● Your assignment:
Reproduce the data exactly; no word may be added or dropped.

● Excerpted records:
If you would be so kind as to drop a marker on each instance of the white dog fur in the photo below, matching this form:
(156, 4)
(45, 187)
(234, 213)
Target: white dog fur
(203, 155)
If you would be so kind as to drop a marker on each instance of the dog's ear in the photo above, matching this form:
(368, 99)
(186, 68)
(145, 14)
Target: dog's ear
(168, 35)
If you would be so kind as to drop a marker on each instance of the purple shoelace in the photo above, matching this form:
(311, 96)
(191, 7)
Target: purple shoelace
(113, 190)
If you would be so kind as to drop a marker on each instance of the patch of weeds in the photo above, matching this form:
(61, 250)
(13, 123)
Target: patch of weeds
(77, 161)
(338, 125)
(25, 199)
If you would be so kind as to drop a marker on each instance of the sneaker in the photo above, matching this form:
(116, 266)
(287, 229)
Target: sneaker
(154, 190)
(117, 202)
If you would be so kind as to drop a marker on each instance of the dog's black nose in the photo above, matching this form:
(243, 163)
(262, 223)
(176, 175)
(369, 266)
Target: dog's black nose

● Answer to this exercise:
If you would be so kind as to drop a marker on each instance of the white dog fur in the photo below, matching this form:
(156, 4)
(45, 187)
(234, 213)
Target: white dog fur
(203, 155)
If you would be so kind as to drop a marker on each instance of the dog's ear in the photo above, matching this form:
(368, 99)
(186, 68)
(145, 14)
Target: dog's ear
(168, 35)
If you would be so kind as to drop a marker on each instance of the purple shoelace in the photo above, matching this form:
(311, 96)
(191, 7)
Target: purple shoelace
(113, 190)
If you would be so kind as to drop a marker on each instance of the patch of weeds in the photo above, matching this form:
(61, 250)
(13, 123)
Target: patch of weeds
(77, 161)
(338, 125)
(25, 199)
If you would be so kind as to drop a marker on each instance of the sneaker in the photo above, matching this form:
(116, 266)
(287, 229)
Target: sneaker
(154, 190)
(117, 202)
If you would be so kind as to drop a marker on each instance of the dog's black nose in the photo above, matching this form:
(243, 163)
(262, 223)
(176, 175)
(369, 266)
Target: dog's black nose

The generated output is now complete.